ABOUT THIS EXERCISE
Return each line of the listing that has the word "station" in it.
::::::
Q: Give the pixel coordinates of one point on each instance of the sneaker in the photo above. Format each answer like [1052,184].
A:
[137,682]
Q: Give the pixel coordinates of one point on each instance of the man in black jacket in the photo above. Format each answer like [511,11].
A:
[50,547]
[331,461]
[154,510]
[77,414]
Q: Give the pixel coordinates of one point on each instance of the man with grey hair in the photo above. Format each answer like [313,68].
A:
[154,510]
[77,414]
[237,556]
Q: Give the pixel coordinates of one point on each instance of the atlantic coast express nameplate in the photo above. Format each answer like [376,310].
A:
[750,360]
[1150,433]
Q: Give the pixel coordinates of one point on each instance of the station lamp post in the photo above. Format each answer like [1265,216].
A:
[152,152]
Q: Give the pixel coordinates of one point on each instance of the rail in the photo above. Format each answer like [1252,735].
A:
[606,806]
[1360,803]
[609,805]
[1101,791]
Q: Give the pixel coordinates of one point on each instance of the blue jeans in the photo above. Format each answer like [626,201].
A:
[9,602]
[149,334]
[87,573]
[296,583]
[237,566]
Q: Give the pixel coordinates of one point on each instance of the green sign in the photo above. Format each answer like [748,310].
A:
::::::
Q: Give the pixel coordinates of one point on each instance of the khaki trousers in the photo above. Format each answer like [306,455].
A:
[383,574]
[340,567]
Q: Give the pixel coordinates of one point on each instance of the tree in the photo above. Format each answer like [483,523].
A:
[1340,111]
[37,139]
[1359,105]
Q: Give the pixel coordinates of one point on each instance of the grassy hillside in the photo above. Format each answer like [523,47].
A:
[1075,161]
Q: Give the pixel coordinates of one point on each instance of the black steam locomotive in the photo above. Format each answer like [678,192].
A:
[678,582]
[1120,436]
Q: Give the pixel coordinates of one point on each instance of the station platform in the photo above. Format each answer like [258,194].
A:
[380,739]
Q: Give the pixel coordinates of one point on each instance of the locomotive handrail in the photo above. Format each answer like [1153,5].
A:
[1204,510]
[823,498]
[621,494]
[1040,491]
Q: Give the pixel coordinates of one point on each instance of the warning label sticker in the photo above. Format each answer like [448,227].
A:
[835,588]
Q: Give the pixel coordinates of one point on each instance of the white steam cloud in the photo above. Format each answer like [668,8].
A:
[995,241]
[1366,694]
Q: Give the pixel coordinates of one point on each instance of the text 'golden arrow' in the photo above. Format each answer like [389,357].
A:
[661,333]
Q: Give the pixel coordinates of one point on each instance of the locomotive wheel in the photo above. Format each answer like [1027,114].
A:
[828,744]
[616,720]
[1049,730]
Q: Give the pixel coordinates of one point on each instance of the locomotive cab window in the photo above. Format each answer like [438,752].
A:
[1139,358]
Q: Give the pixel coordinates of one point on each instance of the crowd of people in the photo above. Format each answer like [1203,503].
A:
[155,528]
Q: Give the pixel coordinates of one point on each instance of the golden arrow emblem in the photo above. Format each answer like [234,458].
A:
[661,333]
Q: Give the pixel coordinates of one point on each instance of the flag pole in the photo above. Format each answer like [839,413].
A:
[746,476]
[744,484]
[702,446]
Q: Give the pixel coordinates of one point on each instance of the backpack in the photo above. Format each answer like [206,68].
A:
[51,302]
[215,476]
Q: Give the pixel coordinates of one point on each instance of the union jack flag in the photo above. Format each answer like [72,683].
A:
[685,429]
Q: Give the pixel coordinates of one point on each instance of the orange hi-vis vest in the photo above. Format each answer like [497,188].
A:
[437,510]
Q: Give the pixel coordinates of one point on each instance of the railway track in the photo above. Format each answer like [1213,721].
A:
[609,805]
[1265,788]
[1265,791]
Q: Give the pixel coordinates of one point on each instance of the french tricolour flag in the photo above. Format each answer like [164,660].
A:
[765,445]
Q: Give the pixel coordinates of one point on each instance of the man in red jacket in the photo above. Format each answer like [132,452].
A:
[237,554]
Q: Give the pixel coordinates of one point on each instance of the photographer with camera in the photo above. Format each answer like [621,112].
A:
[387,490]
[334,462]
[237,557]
::::::
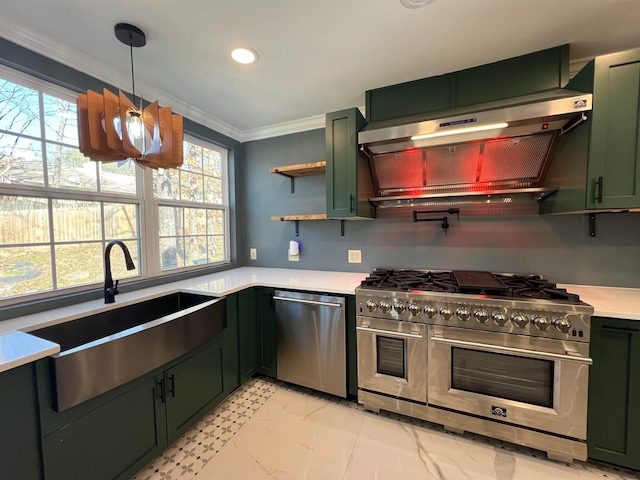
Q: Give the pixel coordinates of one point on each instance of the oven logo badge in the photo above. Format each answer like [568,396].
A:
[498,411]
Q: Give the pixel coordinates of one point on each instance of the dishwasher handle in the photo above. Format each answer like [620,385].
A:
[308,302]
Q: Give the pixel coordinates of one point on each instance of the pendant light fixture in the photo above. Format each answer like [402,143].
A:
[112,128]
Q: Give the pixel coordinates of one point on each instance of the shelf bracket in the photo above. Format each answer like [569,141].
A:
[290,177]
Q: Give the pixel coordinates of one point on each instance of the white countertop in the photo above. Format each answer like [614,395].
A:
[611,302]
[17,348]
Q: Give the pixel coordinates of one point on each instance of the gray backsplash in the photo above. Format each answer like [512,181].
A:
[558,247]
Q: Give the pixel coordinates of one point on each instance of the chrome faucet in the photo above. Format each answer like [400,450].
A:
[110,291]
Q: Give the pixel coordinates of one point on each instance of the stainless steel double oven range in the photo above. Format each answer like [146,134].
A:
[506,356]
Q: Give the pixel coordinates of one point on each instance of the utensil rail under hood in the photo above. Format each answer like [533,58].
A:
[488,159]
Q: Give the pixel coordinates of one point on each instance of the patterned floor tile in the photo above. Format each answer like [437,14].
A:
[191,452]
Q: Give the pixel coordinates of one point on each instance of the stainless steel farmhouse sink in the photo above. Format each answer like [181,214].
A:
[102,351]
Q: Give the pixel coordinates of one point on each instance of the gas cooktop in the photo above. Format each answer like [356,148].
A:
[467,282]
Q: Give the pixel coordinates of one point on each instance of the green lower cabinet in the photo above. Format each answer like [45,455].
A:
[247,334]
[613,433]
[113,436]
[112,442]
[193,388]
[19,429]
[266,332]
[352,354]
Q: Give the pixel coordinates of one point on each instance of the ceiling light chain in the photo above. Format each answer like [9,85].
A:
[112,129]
::::::
RESULT OF THIS TASK
Q: Give the pixel coordinates of one point on each instance of the station lamp post in the photo above. Format each answer like [1265,216].
Q: Give the pixel coordinates of one point on each instance of the station platform in the photo above. Format each answer like [258,194].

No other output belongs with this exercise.